Exercise instructions:
Omit every picture and return the rest of the data unaltered.

─── Data for this exercise

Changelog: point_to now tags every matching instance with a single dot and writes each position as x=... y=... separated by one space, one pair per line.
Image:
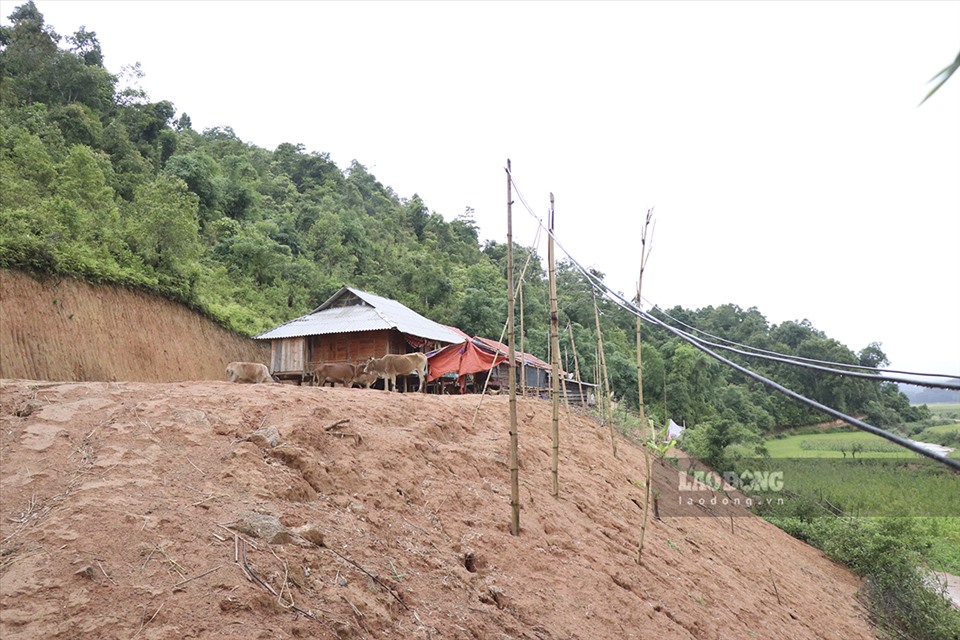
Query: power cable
x=795 y=357
x=637 y=311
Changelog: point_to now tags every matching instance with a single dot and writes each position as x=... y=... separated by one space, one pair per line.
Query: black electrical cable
x=794 y=357
x=635 y=310
x=805 y=365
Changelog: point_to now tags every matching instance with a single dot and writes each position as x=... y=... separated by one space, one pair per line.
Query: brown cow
x=248 y=372
x=334 y=372
x=364 y=379
x=390 y=366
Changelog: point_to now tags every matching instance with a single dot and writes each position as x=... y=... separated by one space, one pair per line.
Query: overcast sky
x=780 y=143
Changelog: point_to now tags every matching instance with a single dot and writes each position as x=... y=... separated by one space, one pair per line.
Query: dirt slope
x=64 y=329
x=117 y=500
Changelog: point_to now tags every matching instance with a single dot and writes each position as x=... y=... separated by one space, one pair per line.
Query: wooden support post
x=603 y=387
x=576 y=365
x=512 y=371
x=523 y=358
x=554 y=358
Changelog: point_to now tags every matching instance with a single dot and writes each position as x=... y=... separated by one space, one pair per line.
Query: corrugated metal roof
x=528 y=360
x=371 y=313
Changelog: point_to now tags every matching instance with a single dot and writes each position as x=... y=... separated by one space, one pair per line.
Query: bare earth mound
x=120 y=503
x=63 y=329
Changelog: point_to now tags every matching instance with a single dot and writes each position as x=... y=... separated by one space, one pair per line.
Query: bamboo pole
x=554 y=359
x=523 y=351
x=604 y=387
x=644 y=256
x=576 y=364
x=512 y=375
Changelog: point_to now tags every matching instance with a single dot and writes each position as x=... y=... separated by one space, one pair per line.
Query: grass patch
x=833 y=444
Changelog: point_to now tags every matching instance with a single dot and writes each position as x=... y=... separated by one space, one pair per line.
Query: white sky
x=780 y=143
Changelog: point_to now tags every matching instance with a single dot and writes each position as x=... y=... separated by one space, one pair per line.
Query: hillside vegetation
x=104 y=184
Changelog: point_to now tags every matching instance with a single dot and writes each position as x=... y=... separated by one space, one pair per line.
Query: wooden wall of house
x=354 y=347
x=287 y=355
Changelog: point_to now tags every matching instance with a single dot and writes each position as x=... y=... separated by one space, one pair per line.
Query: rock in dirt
x=265 y=437
x=263 y=526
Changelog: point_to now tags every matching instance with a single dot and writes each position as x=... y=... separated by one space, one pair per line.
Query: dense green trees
x=103 y=184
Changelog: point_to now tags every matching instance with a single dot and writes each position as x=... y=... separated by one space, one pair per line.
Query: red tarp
x=461 y=359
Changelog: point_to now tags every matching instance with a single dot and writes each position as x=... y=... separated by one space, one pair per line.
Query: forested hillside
x=105 y=184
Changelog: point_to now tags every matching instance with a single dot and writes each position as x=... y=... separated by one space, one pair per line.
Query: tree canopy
x=102 y=184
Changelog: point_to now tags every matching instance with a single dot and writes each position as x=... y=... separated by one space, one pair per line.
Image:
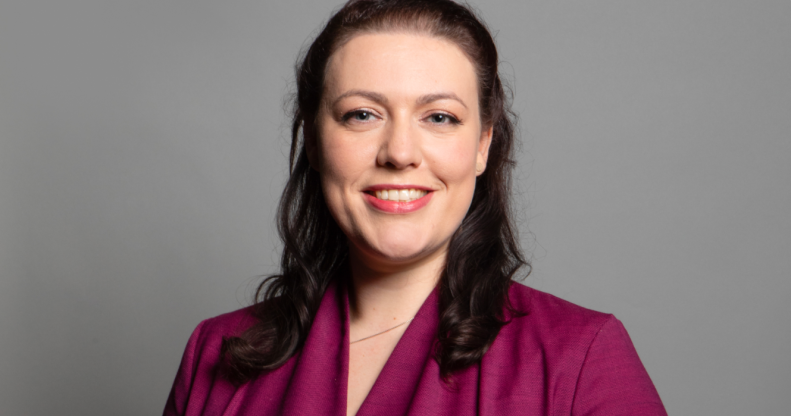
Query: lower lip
x=398 y=207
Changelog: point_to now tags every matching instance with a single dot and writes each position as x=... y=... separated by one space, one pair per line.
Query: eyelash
x=451 y=119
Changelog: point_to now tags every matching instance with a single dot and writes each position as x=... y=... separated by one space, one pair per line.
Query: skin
x=398 y=108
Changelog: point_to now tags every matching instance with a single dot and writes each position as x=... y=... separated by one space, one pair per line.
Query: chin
x=400 y=251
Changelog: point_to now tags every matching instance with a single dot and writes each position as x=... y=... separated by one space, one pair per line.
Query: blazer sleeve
x=183 y=384
x=612 y=380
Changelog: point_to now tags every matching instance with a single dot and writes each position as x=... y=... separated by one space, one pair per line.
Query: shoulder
x=551 y=315
x=210 y=332
x=550 y=330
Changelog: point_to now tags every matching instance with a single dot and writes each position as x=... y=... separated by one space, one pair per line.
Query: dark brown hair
x=483 y=255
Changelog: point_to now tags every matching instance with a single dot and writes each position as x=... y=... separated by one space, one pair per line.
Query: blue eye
x=358 y=115
x=440 y=118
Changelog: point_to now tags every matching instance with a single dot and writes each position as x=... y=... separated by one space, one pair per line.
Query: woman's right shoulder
x=230 y=324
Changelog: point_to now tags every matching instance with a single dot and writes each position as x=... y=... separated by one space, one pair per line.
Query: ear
x=311 y=145
x=483 y=150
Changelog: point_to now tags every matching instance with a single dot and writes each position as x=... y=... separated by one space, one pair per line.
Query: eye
x=442 y=118
x=358 y=115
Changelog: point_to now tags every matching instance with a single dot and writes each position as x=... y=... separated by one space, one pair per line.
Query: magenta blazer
x=560 y=359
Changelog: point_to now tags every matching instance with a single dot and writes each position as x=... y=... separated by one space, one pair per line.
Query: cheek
x=455 y=162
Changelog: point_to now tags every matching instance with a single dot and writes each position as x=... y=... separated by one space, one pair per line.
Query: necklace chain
x=380 y=333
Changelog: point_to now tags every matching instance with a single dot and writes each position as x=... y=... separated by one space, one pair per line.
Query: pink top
x=560 y=359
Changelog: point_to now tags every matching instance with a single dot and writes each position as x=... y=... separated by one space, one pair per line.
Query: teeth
x=400 y=195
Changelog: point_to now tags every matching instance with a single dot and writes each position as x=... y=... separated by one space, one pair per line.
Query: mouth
x=398 y=195
x=398 y=199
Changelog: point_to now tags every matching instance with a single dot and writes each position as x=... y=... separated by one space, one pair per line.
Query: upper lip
x=383 y=187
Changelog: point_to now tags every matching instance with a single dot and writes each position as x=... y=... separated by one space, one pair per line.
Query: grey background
x=142 y=151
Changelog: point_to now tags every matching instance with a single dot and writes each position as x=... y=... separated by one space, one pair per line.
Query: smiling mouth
x=398 y=195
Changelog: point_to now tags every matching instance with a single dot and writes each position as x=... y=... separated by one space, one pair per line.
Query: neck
x=390 y=292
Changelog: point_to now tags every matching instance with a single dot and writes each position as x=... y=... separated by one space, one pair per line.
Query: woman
x=396 y=293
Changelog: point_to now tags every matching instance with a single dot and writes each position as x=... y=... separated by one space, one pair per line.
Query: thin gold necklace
x=380 y=333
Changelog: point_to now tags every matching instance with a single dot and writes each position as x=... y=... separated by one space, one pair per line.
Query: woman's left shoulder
x=552 y=315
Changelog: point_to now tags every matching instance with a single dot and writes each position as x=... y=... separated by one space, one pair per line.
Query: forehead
x=400 y=65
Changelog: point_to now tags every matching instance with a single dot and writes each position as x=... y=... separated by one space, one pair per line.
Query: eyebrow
x=430 y=98
x=381 y=99
x=373 y=96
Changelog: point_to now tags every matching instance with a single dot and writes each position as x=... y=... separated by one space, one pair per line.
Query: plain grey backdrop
x=142 y=152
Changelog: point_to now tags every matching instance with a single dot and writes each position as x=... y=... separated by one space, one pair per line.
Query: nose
x=400 y=147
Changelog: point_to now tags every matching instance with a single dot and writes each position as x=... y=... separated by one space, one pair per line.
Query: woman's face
x=399 y=144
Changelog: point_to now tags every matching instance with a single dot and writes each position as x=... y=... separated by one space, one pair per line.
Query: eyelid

──────

Response to the exercise:
Changelog: point_to now tags every matching instance with a single dot and writes each position as x=... y=... separated by one space, one pair per line.
Image:
Query: power cable
x=795 y=357
x=637 y=311
Changelog: point_to now tags every matching instance with a single dot and writes each position as x=... y=... separated by one space, one pair per line.
Query: black electrical cable
x=794 y=357
x=635 y=310
x=805 y=365
Changelog: point_to now tags every matching instance with a single dot and writes each position as x=... y=... separated by one space, one pair per line.
Query: brown cow
x=248 y=372
x=334 y=372
x=364 y=379
x=390 y=366
Changelog: point_to now tags every matching instance with a single dot and writes each position as x=... y=... separated by one space, one pair per line.
Query: overcast sky
x=780 y=143
Changelog: point_to now tags every matching instance with a single dot and writes each position as x=... y=... separated by one space, one pair per line.
Query: dirt slope
x=64 y=329
x=117 y=500
Changelog: point_to now tags every matching instance with a single dot and writes each position as x=... y=... separated by one space, one pair per line.
Query: wooden support post
x=603 y=387
x=576 y=365
x=512 y=371
x=523 y=358
x=554 y=358
Changelog: point_to now tags every matching instance with a single dot and writes each position as x=... y=... separated by one space, one pair per line.
Query: corrugated metal roof
x=528 y=360
x=371 y=313
Changelog: point_to now tags every matching instance with a single dot and writes each position as x=... y=... separated by one space, one pair per line.
Query: bare earth mound
x=120 y=503
x=63 y=329
Changelog: point_to now tags every matching instance with a single dot and writes each position as x=... y=... separated by one space, one pair per line.
Query: bamboo pole
x=554 y=359
x=523 y=351
x=604 y=387
x=644 y=256
x=576 y=364
x=512 y=375
Changelog: point_to now tags every matching instance with a single dot and writes each position as x=... y=... separated by one space, one pair per line.
Query: grass patch
x=833 y=444
Changelog: point_to now tags every matching instance with a single dot and writes each position as x=... y=... separated by one space, one pair per line.
Query: white sky
x=780 y=143
Changelog: point_to now tags every matching instance with a single dot and writes each position as x=... y=... separated by one space, one pair per line.
Query: hillside vegetation
x=104 y=184
Changelog: point_to now tags every matching instance with a single dot and writes each position as x=... y=... separated by one space, one pair per line.
Query: wooden wall of house
x=354 y=347
x=287 y=355
Changelog: point_to now tags every matching instance with a single dot and writes each position as x=... y=... separated by one space, one pair per line.
Query: rock in dirt
x=265 y=437
x=263 y=526
Changelog: point_to now tags every matching instance with a single dot and writes each position as x=... y=... separated by one space, one pair per line.
Query: dense green trees
x=103 y=184
Changelog: point_to now tags every matching instance with a single dot and writes each position as x=... y=... separated by one space, one pair per line.
Query: red tarp
x=461 y=359
Changelog: point_to now tags every matching instance with a single dot and writes each position as x=... y=... separated by one space, one pair per line.
Query: forested hillside
x=105 y=184
Changelog: point_to now tags every matching instance with a single dot and writes each position as x=... y=... separated by one space, one pair per line.
Query: tree canopy
x=102 y=184
Changelog: point_to now tags every matching instance with a single dot and writes each position as x=... y=... separated by one space, one pair per line.
Image:
Query: lower lip
x=398 y=207
Changelog: point_to now tags every matching instance with a single dot and writes each position as x=... y=... separated by one space, one pair per line.
Query: eyelash
x=451 y=119
Changelog: point_to now tags every matching instance with a single dot and writes each position as x=... y=... separated by one space, one pair per line.
Query: skin
x=398 y=108
Changelog: point_to now tags every matching instance with a single dot and writes each position as x=... y=... separated by one space, one pair per line.
Query: chin
x=400 y=251
Changelog: point_to now tags every matching instance with a single dot and writes each position as x=... y=... separated by one space, one pair per line.
Query: blazer sleeve
x=183 y=384
x=612 y=380
Changelog: point_to now tags every matching instance with a single dot and writes each position as x=... y=... separated by one space, one pair per line.
Query: shoulder
x=551 y=315
x=210 y=332
x=550 y=330
Changelog: point_to now tags every matching instance with a single dot and writes each position as x=... y=... separated by one space, one pair per line.
Query: dark brown hair
x=483 y=255
Changelog: point_to now tags every matching instance with a single dot and writes each position as x=... y=... separated by one space, one pair per line.
Query: blue eye
x=358 y=115
x=440 y=118
Changelog: point_to now tags every matching instance with a single dot and writes each position as x=... y=... separated by one space, one pair per line.
Query: woman's right shoulder
x=230 y=324
Changelog: point_to now tags every matching instance with a single dot and writes each position as x=... y=... separated by one space, one pair per line.
Query: ear
x=311 y=145
x=483 y=150
Changelog: point_to now tags every matching instance with a single dot and writes each position as x=... y=... separated by one space, one pair per line.
Query: eye
x=442 y=118
x=358 y=115
Changelog: point_to now tags every matching instance with a single dot and writes each position as x=... y=... separated by one space, one pair per line.
Query: magenta blazer
x=560 y=359
Changelog: point_to now tags every matching instance with a single dot and writes each position as x=... y=... separated by one space, one pair per line.
Query: cheek
x=455 y=162
Changelog: point_to now tags every matching instance with a single dot and writes each position as x=... y=... separated by one space, one pair per line.
Query: necklace chain
x=380 y=333
Changelog: point_to now tags every matching instance with a single dot and writes each position as x=... y=... separated by one space, one pair per line.
Query: pink top
x=560 y=359
Changelog: point_to now tags every matching instance with a single dot and writes each position as x=... y=... separated by one space, one pair per line.
Query: teeth
x=400 y=195
Changelog: point_to now tags every matching instance with a single dot and writes each position as x=... y=... separated by one space, one pair per line.
Query: mouth
x=398 y=195
x=398 y=199
Changelog: point_to now tags every matching instance with a single dot and writes each position as x=... y=... separated by one space, one pair per line.
Query: upper lip
x=383 y=187
Changelog: point_to now tags every matching instance with a single dot and writes each position as x=... y=... separated by one space, one pair per line.
Query: grey background
x=142 y=151
Changelog: point_to now tags every matching instance with a single dot and writes each position as x=... y=... separated by one space, one pair per line.
Query: smiling mouth
x=398 y=195
Changelog: point_to now tags every matching instance with a single dot and writes each position as x=... y=... separated by one space, one pair per line.
Query: neck
x=390 y=292
Changelog: point_to now tags every matching instance with a single dot and writes each position as x=... y=... separated by one space, one pair per line.
Query: woman
x=396 y=293
Changelog: point_to now tags every matching instance with a single dot and writes each position as x=... y=... separated by one space, one pair per line.
Query: thin gold necklace
x=380 y=333
Changelog: point_to now tags every matching instance with a single dot and writes each position as x=... y=... separated by one space, one pair per line.
Query: woman's left shoulder
x=552 y=315
Changelog: point_to now tags every matching instance with a single dot and writes each position as x=... y=... separated by one space, one pair per line.
Query: forehead
x=400 y=65
Changelog: point_to now tags every matching instance with a single dot and writes each position as x=... y=... separated by one space, one pair per line.
Query: eyebrow
x=430 y=98
x=381 y=99
x=373 y=96
Changelog: point_to now tags every matching instance with a single dot and writes each position as x=... y=... separated by one space, one pair per line.
Query: plain grey backdrop
x=142 y=152
Changelog: point_to now tags every matching instance with a single dot and writes each position as x=... y=... separated by one space, one pair per line.
Query: nose
x=400 y=147
Changelog: point_to now tags every matching instance with a single dot and writes each position as x=... y=... separated by one space, one pair per line.
Query: woman's face
x=399 y=144
Changelog: point_to now tags every matching instance with a single dot and writes each position as x=... y=... separated by one space, one pair per line.
Query: eyelid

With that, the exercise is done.